## EXERCISE DETAILS:
Your task is to copy every line of this material exactly.

_ _ _

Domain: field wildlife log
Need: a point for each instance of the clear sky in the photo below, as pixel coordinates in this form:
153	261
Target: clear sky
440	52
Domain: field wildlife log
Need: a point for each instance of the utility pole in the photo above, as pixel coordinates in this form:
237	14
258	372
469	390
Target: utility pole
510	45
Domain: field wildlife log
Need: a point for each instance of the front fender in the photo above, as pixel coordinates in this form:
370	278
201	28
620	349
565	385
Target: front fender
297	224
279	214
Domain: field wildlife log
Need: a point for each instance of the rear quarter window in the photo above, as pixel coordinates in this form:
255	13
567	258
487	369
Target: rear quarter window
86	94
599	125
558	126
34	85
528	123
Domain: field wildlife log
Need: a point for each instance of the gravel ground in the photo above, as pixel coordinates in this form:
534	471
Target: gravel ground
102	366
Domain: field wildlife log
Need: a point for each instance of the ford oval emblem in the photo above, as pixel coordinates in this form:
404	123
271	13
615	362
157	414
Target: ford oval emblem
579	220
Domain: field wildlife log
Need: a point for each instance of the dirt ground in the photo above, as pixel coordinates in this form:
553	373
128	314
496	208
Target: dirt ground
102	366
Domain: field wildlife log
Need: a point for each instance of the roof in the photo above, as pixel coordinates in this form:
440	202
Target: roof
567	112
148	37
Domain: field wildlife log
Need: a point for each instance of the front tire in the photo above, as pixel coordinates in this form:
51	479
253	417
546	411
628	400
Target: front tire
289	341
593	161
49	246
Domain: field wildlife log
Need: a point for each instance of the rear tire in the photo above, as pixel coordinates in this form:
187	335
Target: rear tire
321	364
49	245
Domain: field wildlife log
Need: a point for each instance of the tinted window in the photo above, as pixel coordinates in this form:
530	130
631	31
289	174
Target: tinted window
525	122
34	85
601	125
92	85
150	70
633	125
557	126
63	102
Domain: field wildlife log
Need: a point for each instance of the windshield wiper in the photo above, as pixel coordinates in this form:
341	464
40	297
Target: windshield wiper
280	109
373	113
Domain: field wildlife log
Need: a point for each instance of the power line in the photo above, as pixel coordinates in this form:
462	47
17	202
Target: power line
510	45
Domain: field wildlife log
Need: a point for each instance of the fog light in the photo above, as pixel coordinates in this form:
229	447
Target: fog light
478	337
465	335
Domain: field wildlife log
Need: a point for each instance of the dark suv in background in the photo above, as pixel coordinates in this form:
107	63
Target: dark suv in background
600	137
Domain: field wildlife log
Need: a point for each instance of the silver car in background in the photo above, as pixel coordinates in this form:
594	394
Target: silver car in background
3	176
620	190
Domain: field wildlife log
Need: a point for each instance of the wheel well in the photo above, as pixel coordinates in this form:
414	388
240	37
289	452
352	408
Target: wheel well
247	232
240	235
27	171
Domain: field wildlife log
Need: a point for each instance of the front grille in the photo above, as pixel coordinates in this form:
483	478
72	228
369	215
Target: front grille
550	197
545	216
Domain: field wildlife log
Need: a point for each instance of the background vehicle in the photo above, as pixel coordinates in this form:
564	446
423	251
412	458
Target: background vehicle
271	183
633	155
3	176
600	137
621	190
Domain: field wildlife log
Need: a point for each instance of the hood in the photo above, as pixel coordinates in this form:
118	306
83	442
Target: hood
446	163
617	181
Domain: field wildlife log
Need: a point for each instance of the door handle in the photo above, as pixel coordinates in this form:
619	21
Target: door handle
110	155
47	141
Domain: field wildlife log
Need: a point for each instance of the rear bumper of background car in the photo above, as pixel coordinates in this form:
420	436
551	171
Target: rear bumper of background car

_ _ _

## RESPONSE:
Domain: field wildlife log
Need: a point for each instance of the clear sky in the photo below, as pixel coordinates in this form:
153	261
Target: clear sky
440	52
Domain: field wildlife log
Need: a point for each instance of the utility pole in the photo above, as pixel coordinates in this form:
237	14
258	372
469	390
Target: utility pole
510	45
Domain: field wildlife log
Need: a point for each instance of the front fender in the photo above, as pixel coordinates in this form:
370	278
201	28
620	349
565	385
Target: front fender
297	224
279	214
Domain: field wildlife log
Need: a point for each instance of the rear quarter window in the photo above, as pixel coordinates in this form:
255	13
567	258
487	369
Target: rear quarter window
86	94
599	125
558	126
34	85
528	123
Domain: field wildlife log
Need: a point for each instance of the gravel ground in the photo above, as pixel coordinates in this form:
534	471
Target: gravel ground
102	366
Domain: field wildlife log
Need: a point for each instance of the ford oval emblem in the photo above, as pixel coordinates in this form:
404	123
271	13
615	362
157	414
Target: ford oval emblem
579	220
Domain: field wildlife log
Need: a point for each instance of the dirt ground in the photo above, as pixel coordinates in this form:
553	373
128	314
496	208
Target: dirt ground
102	366
Domain: field wildlife log
Need: a point for each instance of the roof in the photo above, as pixel coordinates in this form:
440	202
Target: roof
567	112
148	37
Domain: field wildlife log
Need: a point for each instance of the front tire in the photo above, as pixel coordinates in this form:
51	479
253	417
546	411
628	400
Target: front tire
289	341
593	161
49	246
Domain: field wildlife log
Need: a point for each instance of the rear tire in the photo above, as pixel coordinates in this form:
187	335
Target: rear tire
321	364
49	245
Domain: field wildlife log
Need: a point for each instance of the tinted window in the photo above, as pixel coordinates in this form:
530	130
631	31
289	174
Target: tinted window
525	122
34	85
601	125
92	85
150	70
633	125
557	126
63	102
Domain: field wildlife log
Need: a point for each instance of the windshield wiper in the photo above, as pixel coordinates in this form:
341	464
40	297
Target: windshield wiper
280	109
373	113
Domain: field wildlife log
Need: a point for each instance of the power line in the photo above, as pixel coordinates in this form:
462	47
17	202
Target: power line
510	45
Domain: field wildlife log
Need: a point for each instance of the fog light in the photo above, as pixel coordinates in this form:
229	447
Target: fog light
478	337
465	335
Domain: field wildlife log
Need: a point for each instance of the dark suv in background in the photo above, as pixel coordinates in this form:
107	63
Target: dark suv in background
600	137
Domain: field wildlife log
Need: a point for each instance of the silver car in background in the photo above, as pixel coordinates in this form:
594	394
Target: silver car in background
3	176
620	190
Domain: field wildlife log
Need: a point for each instance of the wheel well in the photo above, as pixel coordinates in this form:
414	388
240	37
289	452
352	408
Target: wheel well
247	232
240	235
27	171
Domain: field wildlife log
Need: a point for each instance of the front grille in the photo above, as pixel coordinates in this form:
483	478
72	228
369	215
Target: front grille
550	197
545	216
Domain: field wildlife log
Need: a point for each instance of the background vehicle in the photo above, as pixel coordinates in this form:
564	446
423	251
412	458
Target: background vehicle
271	183
633	155
3	176
600	137
621	190
Domain: field wildlife log
Need: a point for each instance of the hood in the photo above, as pixel coordinates in this form:
118	306
83	442
Target: hood
446	163
617	181
Domain: field wildlife log
Need: a point for each instance of the door handle in the photo above, as pixel coordinates in this form:
619	21
Target: door handle
110	155
47	141
Domain: field wildlife log
Need: a point for each instance of the rear bumper of background car in the photo above, as pixel coordinates in this form:
420	436
551	171
Target: rear bumper of background car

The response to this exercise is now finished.